Verilen metin
------------

Güney Doğu Anadolu’da bulunan Germuş dağlarının yamacında Urfalı Mahmut amca tarlasını sürecekti ekin ekecekti inatçı bir kaya parçası ona engel olmasaydı..
Kazmasını inatla savurdu kaya çıksın yerinden de ekinini eksin dedim ya kaya daha inatçıydı ne kırıldı ne de yerinden çıktı. Mahmut amcamız çevresini kazdı biraz daha uğraştı yine olmadı belli ki kaya bayağı büyüktü. Bırakıp devam etti biraz ileride başka bir kaya parçası önceki kadar büyük değil çekti çıkardı yerinden ya üzerinde belli belirsiz şekiller heykel gibi sanki…
Toprağı eken bilir biçeceğini ve topraktan gelen herşeyin hayat için bi sebeple geldiğini…
Mahmut amcamız gibi.. Önemli olmalıydı taş parçası kimbilir tarihi eser sayılacaktı. Yüklendi taşı Müzenin yolunu tuttu sene 1985..Müze müdürü zamane memuru geri çevirmiş söylediğine göre “şimdi uğraşamam kireç taşı bu başka zaman getir” demiş demesine ya, Mahmut amcamız “ya sen bunu şimdi alırsın ya da ben dönüşte atarım çöpe taşıyamam tekrar geriye” deyince mecbur kalmış almaya. Tüm işlemler yapıldıktan sonra 85 yılında bu malum taş parçası sergilenmeye başlamış Urfa Müzesinde taki bir Alman arkeolog ziyarete gelip o taş parçasını görene kadar…
Sene 2019..
Mahmut amcanın ekip biçeceği arsası artık dünyanın merkezi, tarihin sıfır noktası Göbekli Tepe…
Duymayanınız yoktur heralde şimdiye kadar öğrendiğiniz ne varsa unutun dediler..
Tüm bildikleriniz yanlış ! Bizi M.Ö. 12000 yılına götüren en eski kalıntı üstelik o yılları bize öyle bir gösteriyor ki taş devri dediğimiz yerleşik düzen yoktu medeniyet yoktu dediğimiz o tarihlerde aslında çok şey biliniyormuş.. Buğday bile..

------------

Çıkarılan kayıtlar
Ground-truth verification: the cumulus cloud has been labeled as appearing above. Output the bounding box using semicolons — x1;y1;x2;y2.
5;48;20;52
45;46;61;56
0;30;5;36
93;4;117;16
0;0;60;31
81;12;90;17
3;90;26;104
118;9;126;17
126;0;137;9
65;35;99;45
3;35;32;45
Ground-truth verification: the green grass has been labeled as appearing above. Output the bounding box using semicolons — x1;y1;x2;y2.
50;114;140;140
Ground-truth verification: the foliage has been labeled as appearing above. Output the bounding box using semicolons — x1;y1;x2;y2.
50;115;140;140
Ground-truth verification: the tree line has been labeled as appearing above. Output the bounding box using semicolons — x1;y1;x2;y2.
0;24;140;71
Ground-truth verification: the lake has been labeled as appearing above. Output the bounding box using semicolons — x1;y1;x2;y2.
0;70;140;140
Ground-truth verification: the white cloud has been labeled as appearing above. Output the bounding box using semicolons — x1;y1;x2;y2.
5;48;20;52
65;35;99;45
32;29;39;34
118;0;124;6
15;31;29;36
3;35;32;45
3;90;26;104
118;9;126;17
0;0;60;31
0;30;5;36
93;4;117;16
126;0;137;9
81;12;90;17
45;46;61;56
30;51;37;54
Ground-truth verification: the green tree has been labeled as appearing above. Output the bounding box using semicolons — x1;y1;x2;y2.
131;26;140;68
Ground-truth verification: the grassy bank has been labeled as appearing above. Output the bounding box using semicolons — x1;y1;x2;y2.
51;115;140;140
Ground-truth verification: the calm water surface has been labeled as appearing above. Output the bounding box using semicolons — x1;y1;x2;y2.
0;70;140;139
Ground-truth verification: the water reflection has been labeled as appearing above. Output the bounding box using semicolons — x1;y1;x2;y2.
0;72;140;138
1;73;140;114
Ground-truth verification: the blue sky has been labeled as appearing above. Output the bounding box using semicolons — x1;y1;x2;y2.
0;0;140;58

------------

Görev yönergesi
Göbekli Tepe metninden "Güney Doğu Anadolu’da" ifadesinden "ona engel olmasaydı.." ifadesine kadar olan bölümü hiç değiştirmeden çıkarın.

Görev yanıtı
Güney Doğu Anadolu’da bulunan Germuş dağlarının yamacında Urfalı Mahmut amca tarlasını sürecekti ekin ekecekti inatçı bir kaya parçası ona engel olmasaydı..